> Excerpted text:
🤖 AI Summary
This work addresses the challenge that large language models struggle to accurately extract relevant evidence from lengthy dialogue histories for long-term memory question answering. To this end, the authors propose DeferMem, a novel framework that performs evidence distillation at query time, decoupling memory processing into high-recall candidate retrieval followed by query-conditioned evidence refinement. DeferMem introduces a lightweight paragraph-linking structure, a reinforcement learning–based DistillPO algorithm, structure-aligned advantage assignment, and a multi-stage reward gating mechanism to enable efficient, faithful, and self-contained evidence generation. Experimental results demonstrate that DeferMem significantly outperforms strong baselines on both LoCoMo and LongMemEval-S benchmarks, achieving state-of-the-art performance in question answering accuracy, inference speed, and zero reliance on commercial APIs.

> Data for analysis:
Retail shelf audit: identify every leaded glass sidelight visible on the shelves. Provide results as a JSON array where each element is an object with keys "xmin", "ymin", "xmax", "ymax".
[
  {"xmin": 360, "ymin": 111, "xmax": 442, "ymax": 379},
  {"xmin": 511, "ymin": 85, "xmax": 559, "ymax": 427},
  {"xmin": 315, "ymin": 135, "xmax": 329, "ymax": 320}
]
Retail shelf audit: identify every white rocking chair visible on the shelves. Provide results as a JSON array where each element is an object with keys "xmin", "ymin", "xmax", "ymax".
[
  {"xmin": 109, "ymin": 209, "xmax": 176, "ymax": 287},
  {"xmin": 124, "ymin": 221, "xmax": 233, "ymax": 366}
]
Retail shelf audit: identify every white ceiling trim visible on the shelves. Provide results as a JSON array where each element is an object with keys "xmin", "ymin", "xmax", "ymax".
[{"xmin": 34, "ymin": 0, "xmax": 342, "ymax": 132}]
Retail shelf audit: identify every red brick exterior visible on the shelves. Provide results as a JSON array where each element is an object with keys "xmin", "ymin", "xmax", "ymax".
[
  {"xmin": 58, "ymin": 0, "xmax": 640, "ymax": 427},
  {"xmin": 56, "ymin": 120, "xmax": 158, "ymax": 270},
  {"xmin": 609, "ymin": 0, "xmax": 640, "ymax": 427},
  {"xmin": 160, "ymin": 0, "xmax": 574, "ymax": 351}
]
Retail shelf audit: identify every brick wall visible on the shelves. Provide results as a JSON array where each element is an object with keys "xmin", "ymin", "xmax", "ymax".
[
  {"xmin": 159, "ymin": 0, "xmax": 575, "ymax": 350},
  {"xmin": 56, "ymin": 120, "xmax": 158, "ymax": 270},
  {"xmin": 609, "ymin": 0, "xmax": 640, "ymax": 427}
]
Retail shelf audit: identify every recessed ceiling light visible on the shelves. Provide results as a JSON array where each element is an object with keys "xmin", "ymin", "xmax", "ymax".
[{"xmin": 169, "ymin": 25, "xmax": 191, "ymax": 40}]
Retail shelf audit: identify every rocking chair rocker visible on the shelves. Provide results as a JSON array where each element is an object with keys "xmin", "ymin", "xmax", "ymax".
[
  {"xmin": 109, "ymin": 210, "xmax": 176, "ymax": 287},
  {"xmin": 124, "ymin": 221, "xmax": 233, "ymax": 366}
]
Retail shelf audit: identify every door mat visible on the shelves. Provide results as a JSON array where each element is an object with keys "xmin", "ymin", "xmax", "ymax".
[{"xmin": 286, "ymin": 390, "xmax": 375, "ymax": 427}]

...

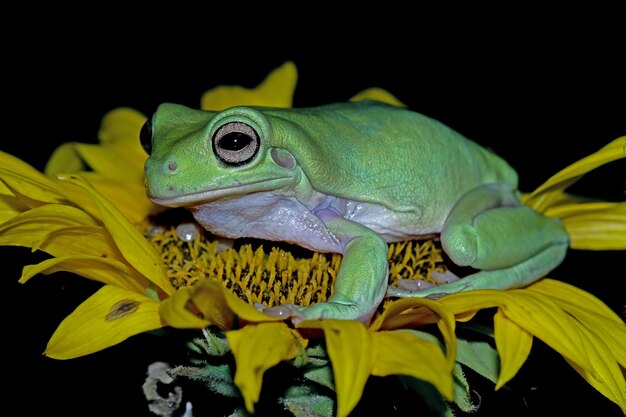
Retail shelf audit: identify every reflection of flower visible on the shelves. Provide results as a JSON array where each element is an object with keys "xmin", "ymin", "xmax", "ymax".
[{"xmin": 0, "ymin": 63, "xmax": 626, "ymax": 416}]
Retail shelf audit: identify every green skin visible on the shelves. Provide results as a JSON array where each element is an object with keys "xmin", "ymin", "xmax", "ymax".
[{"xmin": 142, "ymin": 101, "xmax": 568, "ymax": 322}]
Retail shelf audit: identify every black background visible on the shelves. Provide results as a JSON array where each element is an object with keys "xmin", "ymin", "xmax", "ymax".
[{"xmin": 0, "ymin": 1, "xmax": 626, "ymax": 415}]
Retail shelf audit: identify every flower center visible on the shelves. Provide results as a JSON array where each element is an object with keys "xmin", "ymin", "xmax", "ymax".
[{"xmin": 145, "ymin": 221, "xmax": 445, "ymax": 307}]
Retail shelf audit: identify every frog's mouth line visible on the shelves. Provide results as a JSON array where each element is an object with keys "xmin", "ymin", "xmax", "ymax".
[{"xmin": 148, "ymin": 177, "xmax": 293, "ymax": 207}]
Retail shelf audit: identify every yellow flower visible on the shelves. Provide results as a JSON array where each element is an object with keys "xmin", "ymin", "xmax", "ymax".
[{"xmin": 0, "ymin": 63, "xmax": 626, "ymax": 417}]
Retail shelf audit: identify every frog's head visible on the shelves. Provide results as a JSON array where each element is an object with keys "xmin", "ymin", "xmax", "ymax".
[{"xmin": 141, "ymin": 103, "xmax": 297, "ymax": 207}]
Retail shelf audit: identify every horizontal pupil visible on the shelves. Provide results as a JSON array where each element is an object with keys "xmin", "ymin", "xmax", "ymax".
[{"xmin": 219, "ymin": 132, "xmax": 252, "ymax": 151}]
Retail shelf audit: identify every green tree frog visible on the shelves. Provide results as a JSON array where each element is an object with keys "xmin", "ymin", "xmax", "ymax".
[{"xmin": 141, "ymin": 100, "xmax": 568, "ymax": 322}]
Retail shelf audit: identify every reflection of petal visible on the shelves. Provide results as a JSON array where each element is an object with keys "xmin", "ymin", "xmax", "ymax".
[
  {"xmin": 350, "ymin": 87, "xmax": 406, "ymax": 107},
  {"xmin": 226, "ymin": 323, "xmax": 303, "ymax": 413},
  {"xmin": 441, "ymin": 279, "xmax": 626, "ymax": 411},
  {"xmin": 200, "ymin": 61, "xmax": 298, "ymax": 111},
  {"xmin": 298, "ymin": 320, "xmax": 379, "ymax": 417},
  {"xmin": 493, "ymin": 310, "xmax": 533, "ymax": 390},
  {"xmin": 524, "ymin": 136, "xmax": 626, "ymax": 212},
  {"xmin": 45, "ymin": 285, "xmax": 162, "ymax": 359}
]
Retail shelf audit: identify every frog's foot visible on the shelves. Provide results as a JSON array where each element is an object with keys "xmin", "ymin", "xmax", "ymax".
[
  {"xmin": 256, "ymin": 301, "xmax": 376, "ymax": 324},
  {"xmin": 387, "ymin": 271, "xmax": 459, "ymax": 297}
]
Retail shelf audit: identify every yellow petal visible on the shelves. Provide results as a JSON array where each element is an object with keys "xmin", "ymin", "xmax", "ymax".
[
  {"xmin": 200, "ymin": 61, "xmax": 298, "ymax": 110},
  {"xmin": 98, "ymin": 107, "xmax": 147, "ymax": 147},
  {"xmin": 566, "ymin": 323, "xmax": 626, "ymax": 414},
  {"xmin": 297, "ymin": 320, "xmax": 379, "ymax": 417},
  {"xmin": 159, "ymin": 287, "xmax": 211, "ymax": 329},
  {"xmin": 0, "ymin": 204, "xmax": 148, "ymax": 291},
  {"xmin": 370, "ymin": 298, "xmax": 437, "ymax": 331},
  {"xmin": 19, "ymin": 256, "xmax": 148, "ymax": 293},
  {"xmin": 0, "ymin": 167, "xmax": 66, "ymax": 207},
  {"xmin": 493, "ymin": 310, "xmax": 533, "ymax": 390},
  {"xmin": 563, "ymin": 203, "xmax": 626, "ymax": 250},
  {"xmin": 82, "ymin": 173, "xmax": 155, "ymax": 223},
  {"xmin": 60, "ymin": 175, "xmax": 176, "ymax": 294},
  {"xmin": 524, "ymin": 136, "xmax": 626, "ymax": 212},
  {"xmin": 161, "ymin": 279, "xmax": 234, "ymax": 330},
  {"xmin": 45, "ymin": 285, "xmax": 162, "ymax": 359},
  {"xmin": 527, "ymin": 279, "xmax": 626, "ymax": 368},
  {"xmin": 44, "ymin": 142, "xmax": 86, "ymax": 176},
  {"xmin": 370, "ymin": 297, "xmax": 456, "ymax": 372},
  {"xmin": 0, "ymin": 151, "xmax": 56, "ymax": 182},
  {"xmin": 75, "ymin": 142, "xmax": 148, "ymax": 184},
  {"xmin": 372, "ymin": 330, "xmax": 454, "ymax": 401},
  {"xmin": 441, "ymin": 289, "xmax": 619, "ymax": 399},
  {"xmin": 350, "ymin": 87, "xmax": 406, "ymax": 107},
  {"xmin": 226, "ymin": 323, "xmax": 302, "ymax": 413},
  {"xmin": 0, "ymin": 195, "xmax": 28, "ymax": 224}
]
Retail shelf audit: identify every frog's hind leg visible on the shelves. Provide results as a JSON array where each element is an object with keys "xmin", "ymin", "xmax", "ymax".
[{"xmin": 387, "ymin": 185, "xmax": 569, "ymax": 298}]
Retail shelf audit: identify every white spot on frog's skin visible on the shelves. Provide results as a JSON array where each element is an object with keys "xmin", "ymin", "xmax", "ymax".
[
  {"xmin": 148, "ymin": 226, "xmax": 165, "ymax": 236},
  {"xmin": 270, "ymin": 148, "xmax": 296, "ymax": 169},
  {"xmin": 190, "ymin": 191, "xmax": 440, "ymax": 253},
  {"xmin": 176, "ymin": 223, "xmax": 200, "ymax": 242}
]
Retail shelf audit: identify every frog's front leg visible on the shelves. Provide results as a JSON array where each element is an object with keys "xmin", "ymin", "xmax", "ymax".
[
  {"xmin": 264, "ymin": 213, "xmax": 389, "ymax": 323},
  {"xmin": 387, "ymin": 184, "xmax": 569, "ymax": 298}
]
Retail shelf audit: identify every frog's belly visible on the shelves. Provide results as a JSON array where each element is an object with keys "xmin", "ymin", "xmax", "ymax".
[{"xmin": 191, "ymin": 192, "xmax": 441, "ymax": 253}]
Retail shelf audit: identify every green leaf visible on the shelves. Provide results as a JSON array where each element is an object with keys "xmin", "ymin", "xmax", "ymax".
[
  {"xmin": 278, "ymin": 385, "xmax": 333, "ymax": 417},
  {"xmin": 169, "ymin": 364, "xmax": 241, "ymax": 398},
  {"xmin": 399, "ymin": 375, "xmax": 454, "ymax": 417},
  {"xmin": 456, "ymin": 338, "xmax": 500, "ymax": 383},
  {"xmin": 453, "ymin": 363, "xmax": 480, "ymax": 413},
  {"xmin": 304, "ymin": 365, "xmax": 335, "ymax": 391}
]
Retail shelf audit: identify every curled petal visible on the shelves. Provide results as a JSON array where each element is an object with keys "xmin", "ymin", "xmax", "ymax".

...

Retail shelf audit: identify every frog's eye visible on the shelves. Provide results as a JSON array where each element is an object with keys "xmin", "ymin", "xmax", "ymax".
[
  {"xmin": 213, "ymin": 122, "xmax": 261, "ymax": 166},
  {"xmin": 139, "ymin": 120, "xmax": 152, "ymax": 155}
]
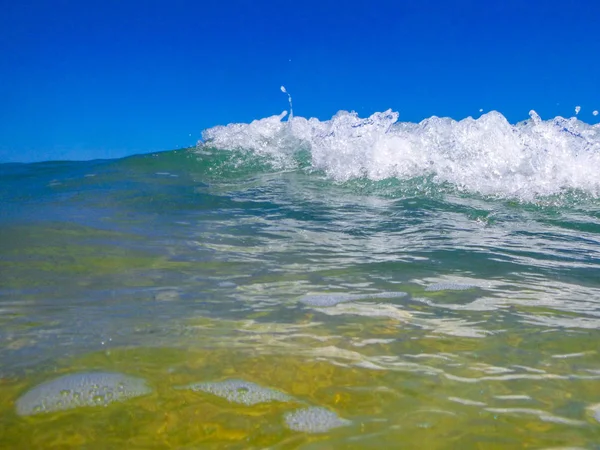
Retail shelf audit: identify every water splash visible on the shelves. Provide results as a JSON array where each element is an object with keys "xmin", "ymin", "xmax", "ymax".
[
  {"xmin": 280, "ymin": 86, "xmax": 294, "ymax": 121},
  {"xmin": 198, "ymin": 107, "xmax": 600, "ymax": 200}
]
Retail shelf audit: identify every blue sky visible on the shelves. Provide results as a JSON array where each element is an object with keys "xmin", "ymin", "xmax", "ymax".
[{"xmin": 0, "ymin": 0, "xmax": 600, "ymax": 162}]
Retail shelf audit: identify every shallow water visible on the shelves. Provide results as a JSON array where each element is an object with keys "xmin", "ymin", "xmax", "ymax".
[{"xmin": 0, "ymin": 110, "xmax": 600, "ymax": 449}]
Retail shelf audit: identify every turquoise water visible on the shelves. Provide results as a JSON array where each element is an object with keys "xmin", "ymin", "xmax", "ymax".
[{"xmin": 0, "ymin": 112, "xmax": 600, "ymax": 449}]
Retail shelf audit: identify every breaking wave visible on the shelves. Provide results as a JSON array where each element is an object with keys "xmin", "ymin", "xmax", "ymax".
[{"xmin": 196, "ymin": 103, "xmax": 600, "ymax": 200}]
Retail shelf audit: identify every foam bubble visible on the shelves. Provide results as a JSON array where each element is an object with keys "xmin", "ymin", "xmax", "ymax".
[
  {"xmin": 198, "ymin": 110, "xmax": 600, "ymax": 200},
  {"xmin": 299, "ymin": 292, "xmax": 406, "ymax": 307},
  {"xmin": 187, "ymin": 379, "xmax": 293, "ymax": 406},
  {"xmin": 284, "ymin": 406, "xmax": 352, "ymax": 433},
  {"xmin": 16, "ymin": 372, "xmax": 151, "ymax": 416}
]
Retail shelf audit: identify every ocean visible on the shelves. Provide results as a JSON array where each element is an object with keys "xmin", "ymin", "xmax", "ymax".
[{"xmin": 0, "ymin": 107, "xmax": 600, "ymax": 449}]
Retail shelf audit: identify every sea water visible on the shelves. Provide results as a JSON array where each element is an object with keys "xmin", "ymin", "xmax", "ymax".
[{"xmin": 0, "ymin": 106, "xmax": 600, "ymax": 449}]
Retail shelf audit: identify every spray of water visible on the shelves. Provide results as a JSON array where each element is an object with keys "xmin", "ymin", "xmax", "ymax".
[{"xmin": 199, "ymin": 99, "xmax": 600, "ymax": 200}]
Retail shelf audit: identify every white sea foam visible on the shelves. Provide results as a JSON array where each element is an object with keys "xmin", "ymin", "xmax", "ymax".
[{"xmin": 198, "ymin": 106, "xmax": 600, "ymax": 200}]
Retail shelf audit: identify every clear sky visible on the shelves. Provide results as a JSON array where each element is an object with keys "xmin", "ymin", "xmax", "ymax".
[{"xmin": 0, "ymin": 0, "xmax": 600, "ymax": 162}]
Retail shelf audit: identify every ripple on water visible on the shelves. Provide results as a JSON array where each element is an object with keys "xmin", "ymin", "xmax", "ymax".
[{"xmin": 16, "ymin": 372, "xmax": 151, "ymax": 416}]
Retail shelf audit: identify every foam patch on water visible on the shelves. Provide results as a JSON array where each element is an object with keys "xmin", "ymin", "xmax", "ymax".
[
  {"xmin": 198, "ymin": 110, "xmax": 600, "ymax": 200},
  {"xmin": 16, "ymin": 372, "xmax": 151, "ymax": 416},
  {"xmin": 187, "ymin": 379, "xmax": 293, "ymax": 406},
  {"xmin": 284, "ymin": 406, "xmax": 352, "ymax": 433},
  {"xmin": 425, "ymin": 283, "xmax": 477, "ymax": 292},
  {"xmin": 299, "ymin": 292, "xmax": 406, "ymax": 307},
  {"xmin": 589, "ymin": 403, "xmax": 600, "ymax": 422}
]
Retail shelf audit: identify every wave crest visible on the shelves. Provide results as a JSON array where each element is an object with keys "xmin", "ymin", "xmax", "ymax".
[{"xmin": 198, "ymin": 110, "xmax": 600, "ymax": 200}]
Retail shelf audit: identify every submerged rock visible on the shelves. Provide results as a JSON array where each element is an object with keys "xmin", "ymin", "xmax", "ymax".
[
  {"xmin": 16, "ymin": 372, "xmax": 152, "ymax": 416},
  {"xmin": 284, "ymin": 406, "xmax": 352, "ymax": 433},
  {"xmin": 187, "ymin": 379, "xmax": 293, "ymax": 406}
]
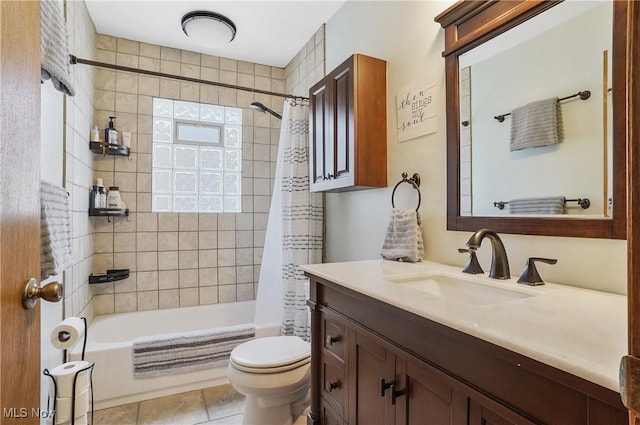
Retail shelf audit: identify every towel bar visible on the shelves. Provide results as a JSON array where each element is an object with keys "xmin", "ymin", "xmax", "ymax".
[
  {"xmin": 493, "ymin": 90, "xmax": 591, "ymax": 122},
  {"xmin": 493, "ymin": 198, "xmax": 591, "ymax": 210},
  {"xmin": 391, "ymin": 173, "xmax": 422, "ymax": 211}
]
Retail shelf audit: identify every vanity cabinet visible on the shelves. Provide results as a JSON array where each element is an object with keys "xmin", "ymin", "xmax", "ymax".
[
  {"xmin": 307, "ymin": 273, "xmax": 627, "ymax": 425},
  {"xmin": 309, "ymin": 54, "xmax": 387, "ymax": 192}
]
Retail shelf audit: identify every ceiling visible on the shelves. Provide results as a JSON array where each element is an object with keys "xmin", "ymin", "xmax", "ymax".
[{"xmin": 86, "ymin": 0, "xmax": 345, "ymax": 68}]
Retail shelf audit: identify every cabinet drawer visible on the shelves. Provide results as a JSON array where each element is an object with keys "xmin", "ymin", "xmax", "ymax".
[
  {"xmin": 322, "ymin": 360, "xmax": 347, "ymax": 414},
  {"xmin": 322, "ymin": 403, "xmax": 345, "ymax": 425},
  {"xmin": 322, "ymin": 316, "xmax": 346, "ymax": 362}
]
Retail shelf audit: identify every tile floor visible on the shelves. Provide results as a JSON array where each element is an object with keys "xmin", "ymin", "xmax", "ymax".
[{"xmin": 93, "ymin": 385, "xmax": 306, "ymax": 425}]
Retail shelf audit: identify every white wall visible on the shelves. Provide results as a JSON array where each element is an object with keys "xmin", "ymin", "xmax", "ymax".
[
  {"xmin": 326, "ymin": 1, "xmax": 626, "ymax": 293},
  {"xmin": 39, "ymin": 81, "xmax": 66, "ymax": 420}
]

> Prompt A: Condense the paragraph of the DeferMem summary that begins "This work addresses the challenge" into a short bulleted list that keeps its main facts.
> Prompt B: Continue the summary of DeferMem with a new paragraph that follows on from its final sentence.

> Exercise response A:
- Problem: large language models struggle to pull relevant evidence accurately from long dialogue histories when answering long-term memory questions.
- Solution: DeferMem, a framework that distills evidence at query time. It splits memory processing into high-recall candidate retrieval followed by query-conditioned evidence refinement.
- Components: a lightweight paragraph-linking structure, the reinforcement learning–based DistillPO algorithm, structure-aligned advantage assignment, and multi-stage reward gating. Together these produce evidence that is efficient, faithful, and self-contained.
- Results: DeferMem significantly outperforms strong baselines on LoCoMo and LongMemEval-S. It reaches state-of-the-art question answering accuracy and inference speed without relying on commercial APIs.

> Exercise response B:
📝 Abstract
Large language model (LLM) agents still struggle with long-term memory question answering, where answer-supporting evidence is often scattered across long conversational histories and buried in substantial irrelevant content. Existing memory systems typically process memory before future queries are known, then retrieve the resulting units based on similarity rather than their utility for answering the query. This workflow leaves downstream answerers to denoise retrieved candidates and reconstruct query-specific evidence. We present DeferMem, a long-term memory framework that decouples this problem into high-recall candidate retrieval and query-conditioned evidence distillation. DeferMem uses a lightweight segment-link structure to organize raw history and retrieve broad candidates at query time. It then applies a memory distiller trained with DistillPO, our reinforcement learning algorithm for distilling the high-recall but highly noisy candidates into a set of faithful, self-contained, and query-conditioned evidence. DistillPO formulates post-retrieval evidence distillation as a structured action comprising message selection and evidence rewriting. It optimizes this action with a decomposed-and-gated reward pipeline and structure-aligned advantage assignment, gating reward components from validity to quality checks while exposing task-level correctness feedback early and assigning each reward to its responsible output span. On LoCoMo and LongMemEval-S, DeferMem surpasses strong baselines in QA accuracy and memory-system efficiency, achieving the highest QA accuracy with the fastest runtime and zero commercial-API token cost for memory operations.